__EXERCISE__. With the pictures left out, retype exactly the lines below starting at the line that contains "From the provided photo, locate every instance of dark" and ending at the line that contains "lookup lion's front leg".

Top of INFORMATION

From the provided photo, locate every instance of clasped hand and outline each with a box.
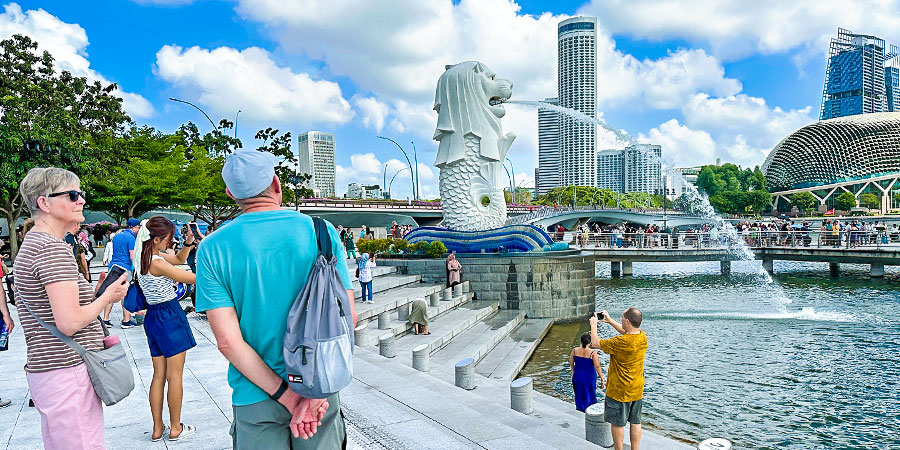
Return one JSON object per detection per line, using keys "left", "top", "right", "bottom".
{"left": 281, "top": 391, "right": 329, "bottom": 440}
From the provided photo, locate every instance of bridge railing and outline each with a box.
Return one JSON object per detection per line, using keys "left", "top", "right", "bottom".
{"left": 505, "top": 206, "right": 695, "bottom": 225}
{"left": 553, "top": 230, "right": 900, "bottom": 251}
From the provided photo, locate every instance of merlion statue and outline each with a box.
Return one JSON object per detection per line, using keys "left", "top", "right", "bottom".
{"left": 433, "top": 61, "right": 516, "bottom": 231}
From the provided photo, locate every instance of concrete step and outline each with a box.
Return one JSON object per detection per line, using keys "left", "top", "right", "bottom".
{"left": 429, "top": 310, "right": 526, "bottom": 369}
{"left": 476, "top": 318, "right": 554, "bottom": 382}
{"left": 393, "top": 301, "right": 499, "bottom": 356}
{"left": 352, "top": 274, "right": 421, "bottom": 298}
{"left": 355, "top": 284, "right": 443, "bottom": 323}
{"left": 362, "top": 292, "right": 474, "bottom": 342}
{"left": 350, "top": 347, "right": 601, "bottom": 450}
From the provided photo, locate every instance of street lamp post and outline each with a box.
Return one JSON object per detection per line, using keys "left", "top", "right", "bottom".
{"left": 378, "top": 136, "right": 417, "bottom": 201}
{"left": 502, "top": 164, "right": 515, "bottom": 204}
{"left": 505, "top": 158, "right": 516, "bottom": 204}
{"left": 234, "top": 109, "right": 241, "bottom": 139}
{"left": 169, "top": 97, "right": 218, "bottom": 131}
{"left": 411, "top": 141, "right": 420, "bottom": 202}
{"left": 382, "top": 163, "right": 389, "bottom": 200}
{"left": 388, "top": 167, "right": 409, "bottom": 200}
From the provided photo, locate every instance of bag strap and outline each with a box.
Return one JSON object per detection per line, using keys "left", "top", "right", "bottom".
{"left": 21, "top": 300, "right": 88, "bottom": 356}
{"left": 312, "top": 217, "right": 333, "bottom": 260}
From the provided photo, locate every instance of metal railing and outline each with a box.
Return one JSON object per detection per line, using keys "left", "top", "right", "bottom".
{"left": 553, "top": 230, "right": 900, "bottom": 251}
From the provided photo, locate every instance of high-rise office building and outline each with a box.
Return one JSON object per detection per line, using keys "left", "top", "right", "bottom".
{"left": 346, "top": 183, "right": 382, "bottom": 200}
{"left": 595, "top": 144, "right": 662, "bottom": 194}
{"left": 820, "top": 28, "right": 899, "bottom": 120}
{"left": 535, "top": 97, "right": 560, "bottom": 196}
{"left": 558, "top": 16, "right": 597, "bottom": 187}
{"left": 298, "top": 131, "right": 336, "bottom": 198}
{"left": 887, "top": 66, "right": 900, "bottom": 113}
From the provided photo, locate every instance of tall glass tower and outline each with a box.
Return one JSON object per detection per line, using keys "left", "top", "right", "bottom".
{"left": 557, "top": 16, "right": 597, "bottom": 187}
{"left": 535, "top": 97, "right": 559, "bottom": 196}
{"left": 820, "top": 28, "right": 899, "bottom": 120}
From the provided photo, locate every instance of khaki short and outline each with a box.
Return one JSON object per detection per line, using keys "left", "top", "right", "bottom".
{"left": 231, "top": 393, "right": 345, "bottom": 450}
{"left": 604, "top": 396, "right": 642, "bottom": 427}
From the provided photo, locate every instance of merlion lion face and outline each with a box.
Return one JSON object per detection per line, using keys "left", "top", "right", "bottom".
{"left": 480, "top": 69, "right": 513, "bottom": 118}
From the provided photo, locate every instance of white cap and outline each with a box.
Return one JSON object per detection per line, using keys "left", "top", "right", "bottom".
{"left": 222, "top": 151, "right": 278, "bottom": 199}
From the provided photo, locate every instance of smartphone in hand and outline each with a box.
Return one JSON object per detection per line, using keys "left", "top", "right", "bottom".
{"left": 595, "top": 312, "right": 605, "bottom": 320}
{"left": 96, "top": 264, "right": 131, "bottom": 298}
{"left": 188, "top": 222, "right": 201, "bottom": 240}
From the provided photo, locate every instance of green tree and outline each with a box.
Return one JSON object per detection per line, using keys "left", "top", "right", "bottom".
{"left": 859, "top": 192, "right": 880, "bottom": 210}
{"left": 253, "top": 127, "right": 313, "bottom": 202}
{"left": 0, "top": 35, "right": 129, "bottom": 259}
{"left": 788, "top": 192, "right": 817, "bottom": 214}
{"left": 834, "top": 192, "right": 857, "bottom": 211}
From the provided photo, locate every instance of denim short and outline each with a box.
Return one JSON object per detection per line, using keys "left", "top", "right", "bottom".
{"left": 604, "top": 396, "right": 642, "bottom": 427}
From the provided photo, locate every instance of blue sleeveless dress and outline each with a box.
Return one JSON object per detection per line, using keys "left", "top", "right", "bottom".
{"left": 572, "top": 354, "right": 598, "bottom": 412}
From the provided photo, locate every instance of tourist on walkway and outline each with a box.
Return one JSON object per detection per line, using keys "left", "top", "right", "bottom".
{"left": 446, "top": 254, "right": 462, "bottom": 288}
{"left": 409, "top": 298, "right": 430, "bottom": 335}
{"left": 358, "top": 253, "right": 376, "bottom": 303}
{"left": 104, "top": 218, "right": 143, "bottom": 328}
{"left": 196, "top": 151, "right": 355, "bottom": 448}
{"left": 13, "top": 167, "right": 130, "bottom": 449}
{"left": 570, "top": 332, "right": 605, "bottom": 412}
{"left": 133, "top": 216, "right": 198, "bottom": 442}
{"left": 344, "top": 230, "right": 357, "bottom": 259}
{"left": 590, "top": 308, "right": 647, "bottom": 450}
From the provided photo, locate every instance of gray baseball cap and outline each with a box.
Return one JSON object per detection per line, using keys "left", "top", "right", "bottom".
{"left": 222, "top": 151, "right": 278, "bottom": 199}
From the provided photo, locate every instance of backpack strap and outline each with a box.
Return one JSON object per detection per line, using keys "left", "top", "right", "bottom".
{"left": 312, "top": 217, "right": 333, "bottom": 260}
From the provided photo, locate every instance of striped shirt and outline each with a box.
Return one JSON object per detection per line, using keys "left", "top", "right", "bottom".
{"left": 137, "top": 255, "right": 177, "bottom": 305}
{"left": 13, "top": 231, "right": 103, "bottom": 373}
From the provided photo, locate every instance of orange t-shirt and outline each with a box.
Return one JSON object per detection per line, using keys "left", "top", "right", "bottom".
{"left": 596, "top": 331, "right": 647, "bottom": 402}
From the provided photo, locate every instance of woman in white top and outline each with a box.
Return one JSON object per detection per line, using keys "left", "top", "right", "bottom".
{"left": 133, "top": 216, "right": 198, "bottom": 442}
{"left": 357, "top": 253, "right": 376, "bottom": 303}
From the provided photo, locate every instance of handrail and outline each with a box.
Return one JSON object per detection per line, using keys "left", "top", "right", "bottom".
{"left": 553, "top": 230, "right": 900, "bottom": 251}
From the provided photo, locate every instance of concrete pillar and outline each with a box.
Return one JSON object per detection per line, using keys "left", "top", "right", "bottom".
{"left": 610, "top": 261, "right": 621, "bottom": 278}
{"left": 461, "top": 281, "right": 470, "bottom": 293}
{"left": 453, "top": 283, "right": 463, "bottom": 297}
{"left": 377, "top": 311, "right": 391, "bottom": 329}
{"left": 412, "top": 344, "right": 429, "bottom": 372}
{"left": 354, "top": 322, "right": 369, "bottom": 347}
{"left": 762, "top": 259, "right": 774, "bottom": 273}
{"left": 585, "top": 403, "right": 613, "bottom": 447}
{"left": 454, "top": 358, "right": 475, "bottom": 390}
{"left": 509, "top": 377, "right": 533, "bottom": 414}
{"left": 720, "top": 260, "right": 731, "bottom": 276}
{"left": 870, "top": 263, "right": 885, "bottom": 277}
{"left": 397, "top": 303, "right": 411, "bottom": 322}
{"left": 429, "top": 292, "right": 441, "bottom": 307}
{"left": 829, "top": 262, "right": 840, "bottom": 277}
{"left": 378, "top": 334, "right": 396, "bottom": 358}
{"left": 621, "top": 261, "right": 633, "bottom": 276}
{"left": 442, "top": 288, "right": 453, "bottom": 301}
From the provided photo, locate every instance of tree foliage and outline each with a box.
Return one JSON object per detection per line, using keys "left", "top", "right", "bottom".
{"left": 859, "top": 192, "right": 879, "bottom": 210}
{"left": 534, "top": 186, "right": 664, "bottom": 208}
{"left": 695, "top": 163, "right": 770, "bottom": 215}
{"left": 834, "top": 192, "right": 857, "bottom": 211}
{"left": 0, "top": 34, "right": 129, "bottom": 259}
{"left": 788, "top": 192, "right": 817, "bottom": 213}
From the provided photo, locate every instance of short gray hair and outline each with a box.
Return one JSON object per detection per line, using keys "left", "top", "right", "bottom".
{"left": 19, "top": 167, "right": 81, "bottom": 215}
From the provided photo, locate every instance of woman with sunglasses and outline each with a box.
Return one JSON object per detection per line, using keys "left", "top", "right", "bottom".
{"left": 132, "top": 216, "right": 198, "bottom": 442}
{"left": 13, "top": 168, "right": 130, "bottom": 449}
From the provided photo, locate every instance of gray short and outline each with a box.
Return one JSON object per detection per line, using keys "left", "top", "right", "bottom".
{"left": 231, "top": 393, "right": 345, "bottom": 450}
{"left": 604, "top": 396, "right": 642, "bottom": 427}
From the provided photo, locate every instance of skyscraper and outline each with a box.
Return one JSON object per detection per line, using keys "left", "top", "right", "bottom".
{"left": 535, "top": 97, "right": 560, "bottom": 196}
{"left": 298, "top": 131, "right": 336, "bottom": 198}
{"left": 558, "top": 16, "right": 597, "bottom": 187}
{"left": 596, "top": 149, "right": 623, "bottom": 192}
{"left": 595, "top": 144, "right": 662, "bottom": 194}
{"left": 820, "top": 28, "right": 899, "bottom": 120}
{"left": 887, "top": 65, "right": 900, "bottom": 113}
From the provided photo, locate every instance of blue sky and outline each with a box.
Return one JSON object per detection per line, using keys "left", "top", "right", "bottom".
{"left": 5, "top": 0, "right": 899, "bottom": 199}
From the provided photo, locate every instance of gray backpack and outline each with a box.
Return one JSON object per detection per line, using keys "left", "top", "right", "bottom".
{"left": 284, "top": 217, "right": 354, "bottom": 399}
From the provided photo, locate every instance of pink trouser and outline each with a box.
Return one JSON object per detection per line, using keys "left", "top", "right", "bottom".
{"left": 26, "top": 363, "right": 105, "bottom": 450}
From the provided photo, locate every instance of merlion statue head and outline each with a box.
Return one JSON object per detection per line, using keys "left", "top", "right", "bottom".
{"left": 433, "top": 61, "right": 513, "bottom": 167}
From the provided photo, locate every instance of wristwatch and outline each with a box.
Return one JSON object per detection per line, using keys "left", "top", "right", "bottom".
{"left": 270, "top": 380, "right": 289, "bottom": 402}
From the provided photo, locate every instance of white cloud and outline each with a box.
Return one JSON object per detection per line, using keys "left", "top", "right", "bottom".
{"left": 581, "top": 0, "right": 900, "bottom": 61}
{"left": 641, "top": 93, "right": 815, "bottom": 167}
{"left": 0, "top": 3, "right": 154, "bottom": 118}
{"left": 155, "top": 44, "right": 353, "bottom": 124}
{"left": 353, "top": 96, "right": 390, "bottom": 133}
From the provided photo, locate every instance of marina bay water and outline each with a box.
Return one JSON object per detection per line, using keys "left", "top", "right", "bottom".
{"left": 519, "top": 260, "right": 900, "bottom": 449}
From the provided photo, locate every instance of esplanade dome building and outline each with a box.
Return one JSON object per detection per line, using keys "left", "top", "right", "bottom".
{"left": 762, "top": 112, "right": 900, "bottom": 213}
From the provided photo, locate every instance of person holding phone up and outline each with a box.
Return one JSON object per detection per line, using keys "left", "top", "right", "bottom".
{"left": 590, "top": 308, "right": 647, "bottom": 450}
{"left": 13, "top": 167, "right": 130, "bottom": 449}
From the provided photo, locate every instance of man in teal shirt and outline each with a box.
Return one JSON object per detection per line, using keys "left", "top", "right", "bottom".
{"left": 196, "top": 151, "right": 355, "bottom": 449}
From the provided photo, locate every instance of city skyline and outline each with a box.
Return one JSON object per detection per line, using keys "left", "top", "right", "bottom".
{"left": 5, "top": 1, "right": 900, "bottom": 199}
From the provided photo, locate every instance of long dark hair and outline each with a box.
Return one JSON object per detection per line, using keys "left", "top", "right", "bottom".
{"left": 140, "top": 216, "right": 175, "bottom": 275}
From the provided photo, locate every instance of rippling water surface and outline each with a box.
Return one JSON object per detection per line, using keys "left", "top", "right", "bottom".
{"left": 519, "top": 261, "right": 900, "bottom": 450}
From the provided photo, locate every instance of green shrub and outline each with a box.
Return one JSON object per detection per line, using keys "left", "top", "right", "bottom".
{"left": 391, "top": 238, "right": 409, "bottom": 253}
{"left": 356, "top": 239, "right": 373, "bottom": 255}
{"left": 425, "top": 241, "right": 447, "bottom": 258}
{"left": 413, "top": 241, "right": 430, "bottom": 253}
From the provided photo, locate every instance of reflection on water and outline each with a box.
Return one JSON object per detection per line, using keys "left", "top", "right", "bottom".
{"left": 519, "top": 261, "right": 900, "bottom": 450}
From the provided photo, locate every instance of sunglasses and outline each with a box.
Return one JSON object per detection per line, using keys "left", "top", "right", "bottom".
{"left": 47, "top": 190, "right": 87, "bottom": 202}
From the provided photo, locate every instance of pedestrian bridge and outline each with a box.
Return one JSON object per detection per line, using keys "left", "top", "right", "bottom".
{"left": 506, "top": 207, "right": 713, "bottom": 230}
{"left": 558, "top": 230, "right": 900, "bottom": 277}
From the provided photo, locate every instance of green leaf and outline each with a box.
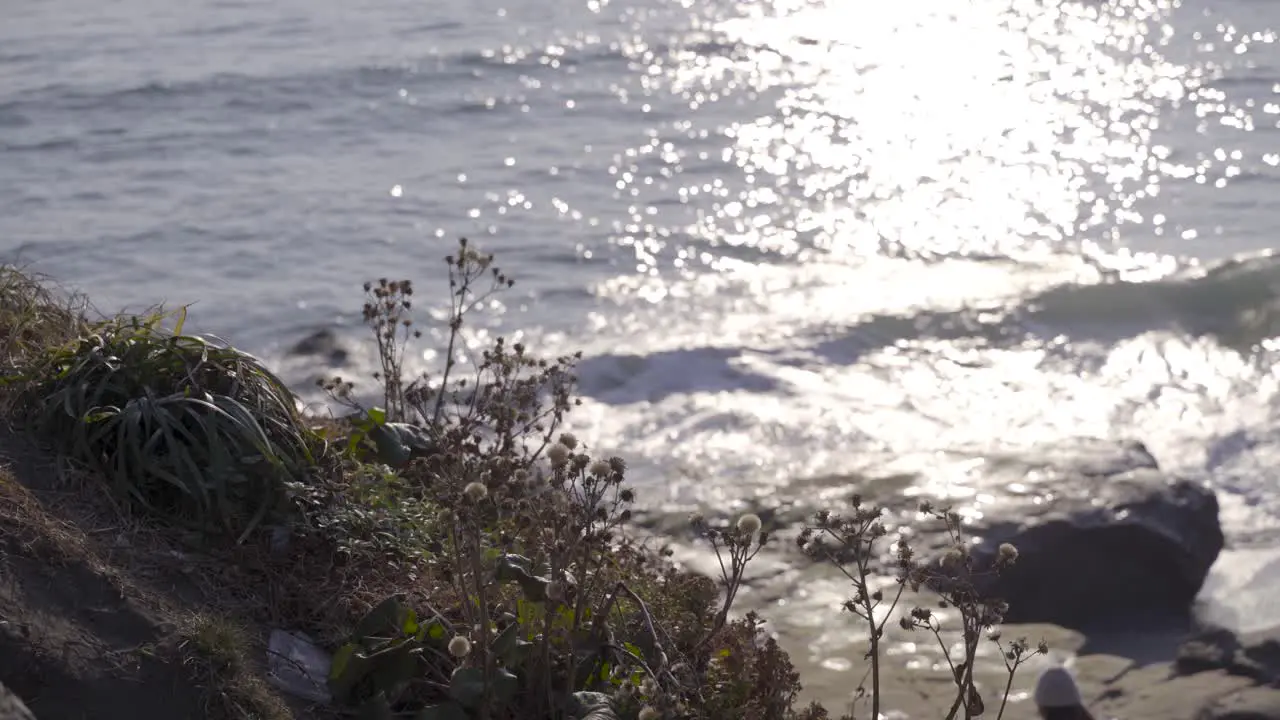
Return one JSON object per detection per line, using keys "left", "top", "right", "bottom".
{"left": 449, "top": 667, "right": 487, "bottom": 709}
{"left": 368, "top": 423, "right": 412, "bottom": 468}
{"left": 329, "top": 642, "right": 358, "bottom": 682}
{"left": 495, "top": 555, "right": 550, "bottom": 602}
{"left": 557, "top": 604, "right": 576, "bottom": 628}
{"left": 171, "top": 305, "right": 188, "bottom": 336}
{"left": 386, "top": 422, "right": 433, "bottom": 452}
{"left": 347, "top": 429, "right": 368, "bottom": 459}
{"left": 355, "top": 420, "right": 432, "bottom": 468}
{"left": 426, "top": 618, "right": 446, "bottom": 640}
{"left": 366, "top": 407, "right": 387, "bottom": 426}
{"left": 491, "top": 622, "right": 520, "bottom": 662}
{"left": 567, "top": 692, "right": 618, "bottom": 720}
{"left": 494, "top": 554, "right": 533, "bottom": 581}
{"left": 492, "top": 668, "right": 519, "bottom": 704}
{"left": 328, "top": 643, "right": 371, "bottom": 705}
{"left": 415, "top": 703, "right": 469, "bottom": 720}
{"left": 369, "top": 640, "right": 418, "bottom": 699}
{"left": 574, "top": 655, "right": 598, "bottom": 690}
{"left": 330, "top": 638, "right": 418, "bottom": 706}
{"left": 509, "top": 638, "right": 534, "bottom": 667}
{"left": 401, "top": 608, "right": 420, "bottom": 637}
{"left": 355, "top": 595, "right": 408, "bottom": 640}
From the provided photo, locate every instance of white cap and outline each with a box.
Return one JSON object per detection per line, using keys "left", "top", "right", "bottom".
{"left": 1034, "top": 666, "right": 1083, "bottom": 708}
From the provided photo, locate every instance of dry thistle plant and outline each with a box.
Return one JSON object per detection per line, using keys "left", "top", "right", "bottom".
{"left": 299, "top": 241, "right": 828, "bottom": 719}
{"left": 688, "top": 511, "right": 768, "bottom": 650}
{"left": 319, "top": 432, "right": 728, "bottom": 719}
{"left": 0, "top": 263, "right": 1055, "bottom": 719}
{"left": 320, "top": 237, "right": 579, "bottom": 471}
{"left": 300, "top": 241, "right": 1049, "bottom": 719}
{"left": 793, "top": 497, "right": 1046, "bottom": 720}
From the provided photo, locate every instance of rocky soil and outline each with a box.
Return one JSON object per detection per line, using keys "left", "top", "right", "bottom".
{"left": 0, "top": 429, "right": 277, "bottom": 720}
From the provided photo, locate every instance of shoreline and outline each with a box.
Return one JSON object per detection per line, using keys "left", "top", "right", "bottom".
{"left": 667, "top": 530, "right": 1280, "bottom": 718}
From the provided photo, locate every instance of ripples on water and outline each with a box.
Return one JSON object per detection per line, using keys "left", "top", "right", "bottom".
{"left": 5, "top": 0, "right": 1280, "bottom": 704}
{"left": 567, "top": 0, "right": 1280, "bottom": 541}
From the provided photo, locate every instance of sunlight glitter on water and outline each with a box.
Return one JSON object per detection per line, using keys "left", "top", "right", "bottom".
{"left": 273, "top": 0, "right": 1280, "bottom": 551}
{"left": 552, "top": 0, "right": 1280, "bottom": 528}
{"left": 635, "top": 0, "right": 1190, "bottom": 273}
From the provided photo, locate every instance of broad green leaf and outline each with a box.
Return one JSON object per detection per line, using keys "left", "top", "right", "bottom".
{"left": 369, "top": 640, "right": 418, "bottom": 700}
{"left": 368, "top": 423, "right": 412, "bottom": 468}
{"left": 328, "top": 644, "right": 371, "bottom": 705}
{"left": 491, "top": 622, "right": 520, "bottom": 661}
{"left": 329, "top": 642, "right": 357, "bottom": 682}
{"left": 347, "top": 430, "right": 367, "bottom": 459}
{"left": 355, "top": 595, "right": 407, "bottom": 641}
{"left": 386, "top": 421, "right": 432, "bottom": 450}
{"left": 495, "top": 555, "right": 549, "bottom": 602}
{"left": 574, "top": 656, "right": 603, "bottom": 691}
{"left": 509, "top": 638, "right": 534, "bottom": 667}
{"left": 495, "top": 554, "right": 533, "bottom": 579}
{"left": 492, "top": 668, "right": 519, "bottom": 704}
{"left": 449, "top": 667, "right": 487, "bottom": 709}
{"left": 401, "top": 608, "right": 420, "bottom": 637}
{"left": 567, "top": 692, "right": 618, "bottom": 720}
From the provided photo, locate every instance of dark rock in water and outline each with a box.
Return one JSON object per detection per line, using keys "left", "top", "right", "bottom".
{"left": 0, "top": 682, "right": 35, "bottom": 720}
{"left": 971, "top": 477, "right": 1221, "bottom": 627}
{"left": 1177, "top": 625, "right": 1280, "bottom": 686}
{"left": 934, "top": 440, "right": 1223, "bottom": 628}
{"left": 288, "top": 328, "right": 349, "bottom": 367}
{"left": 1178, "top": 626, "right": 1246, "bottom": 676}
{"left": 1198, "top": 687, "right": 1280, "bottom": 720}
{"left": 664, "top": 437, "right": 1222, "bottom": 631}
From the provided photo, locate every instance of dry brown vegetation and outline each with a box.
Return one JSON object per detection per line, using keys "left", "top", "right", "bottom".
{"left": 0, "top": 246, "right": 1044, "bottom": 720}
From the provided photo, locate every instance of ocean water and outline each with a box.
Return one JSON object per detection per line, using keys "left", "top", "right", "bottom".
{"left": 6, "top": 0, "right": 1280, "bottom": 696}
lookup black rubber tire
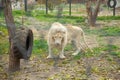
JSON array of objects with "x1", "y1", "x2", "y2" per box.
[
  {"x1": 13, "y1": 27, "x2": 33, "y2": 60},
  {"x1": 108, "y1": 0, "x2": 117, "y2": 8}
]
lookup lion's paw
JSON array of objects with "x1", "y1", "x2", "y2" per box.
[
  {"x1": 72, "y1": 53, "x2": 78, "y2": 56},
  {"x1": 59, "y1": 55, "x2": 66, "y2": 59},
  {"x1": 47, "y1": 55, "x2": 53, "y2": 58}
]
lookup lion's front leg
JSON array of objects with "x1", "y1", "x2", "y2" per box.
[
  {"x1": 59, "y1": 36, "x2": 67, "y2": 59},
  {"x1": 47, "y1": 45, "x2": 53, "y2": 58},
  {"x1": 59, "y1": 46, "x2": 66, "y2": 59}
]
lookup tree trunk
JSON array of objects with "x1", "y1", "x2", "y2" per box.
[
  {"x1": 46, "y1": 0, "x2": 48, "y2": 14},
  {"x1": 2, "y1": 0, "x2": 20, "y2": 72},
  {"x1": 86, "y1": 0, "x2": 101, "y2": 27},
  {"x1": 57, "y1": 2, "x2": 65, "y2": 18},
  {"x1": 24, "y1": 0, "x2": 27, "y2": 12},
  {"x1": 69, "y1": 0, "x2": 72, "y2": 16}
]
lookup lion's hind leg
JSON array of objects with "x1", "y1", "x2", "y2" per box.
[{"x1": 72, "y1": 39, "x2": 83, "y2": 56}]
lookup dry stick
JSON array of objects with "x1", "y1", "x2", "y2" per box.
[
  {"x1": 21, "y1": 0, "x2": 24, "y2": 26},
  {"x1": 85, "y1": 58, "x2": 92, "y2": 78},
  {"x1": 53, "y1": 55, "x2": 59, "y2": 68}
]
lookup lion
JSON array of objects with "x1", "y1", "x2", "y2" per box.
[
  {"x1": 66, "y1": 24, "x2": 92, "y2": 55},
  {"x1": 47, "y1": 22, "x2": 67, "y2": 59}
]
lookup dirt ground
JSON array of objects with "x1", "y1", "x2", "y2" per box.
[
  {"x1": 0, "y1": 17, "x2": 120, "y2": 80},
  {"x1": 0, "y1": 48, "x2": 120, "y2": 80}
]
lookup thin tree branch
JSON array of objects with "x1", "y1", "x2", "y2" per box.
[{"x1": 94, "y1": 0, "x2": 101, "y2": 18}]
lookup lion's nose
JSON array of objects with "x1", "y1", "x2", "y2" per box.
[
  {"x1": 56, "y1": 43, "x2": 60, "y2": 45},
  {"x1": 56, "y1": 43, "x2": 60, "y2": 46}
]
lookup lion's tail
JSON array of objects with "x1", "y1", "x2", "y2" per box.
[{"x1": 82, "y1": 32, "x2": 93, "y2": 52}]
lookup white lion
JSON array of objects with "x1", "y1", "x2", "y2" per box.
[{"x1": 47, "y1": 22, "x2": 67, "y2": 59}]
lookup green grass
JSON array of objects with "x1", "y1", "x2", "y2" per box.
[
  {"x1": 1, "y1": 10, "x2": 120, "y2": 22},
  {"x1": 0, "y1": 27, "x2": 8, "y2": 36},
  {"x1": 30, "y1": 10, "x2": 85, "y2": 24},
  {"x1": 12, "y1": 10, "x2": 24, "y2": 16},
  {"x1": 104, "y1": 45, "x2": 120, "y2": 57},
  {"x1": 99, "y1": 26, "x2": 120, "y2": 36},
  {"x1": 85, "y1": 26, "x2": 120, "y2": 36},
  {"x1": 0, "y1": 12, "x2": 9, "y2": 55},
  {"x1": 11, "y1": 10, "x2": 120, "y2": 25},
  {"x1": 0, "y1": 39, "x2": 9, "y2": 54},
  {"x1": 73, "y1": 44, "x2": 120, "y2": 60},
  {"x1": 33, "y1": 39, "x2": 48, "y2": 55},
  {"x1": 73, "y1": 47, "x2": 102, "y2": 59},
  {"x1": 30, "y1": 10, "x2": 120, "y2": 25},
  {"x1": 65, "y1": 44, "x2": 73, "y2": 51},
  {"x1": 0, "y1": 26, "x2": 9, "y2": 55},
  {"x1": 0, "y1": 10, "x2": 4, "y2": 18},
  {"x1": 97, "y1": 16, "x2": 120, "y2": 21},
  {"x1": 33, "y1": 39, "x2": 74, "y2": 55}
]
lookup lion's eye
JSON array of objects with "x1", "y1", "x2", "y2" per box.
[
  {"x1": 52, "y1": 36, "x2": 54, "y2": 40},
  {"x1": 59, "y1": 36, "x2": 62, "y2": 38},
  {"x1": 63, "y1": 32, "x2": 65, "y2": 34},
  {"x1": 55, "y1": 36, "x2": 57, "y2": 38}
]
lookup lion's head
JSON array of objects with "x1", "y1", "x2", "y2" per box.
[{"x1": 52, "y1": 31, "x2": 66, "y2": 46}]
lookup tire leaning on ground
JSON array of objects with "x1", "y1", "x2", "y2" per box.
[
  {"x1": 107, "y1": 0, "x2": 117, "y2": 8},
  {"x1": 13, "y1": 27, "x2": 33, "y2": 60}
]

Bottom of INFORMATION

__ANSWER AREA__.
From the provided photo, locate every instance of dark rock in water and outline each with a box.
Return one JSON object per detection per line, using keys "left", "top", "right", "bottom".
{"left": 0, "top": 682, "right": 35, "bottom": 720}
{"left": 971, "top": 477, "right": 1221, "bottom": 627}
{"left": 1177, "top": 625, "right": 1280, "bottom": 686}
{"left": 934, "top": 440, "right": 1223, "bottom": 628}
{"left": 288, "top": 328, "right": 349, "bottom": 367}
{"left": 1178, "top": 626, "right": 1246, "bottom": 676}
{"left": 1198, "top": 687, "right": 1280, "bottom": 720}
{"left": 664, "top": 437, "right": 1222, "bottom": 631}
From the provided photo, locate every instance of dry brown vegetation and outline each with a box.
Return one JSON object per detection per line, using keys "left", "top", "right", "bottom".
{"left": 0, "top": 246, "right": 1044, "bottom": 720}
From the provided photo, locate every instance of ocean water and outline each with a box.
Return one JSON object per detection per line, using keys "left", "top", "right", "bottom".
{"left": 6, "top": 0, "right": 1280, "bottom": 696}
lookup black rubber tire
JSON array of objects with "x1", "y1", "x2", "y2" per box.
[
  {"x1": 13, "y1": 27, "x2": 33, "y2": 60},
  {"x1": 108, "y1": 0, "x2": 117, "y2": 8}
]
lookup lion's paw
JSON array of objects with "x1", "y1", "x2", "y2" per box.
[
  {"x1": 72, "y1": 53, "x2": 78, "y2": 56},
  {"x1": 59, "y1": 55, "x2": 66, "y2": 59},
  {"x1": 47, "y1": 55, "x2": 53, "y2": 58}
]
lookup lion's front leg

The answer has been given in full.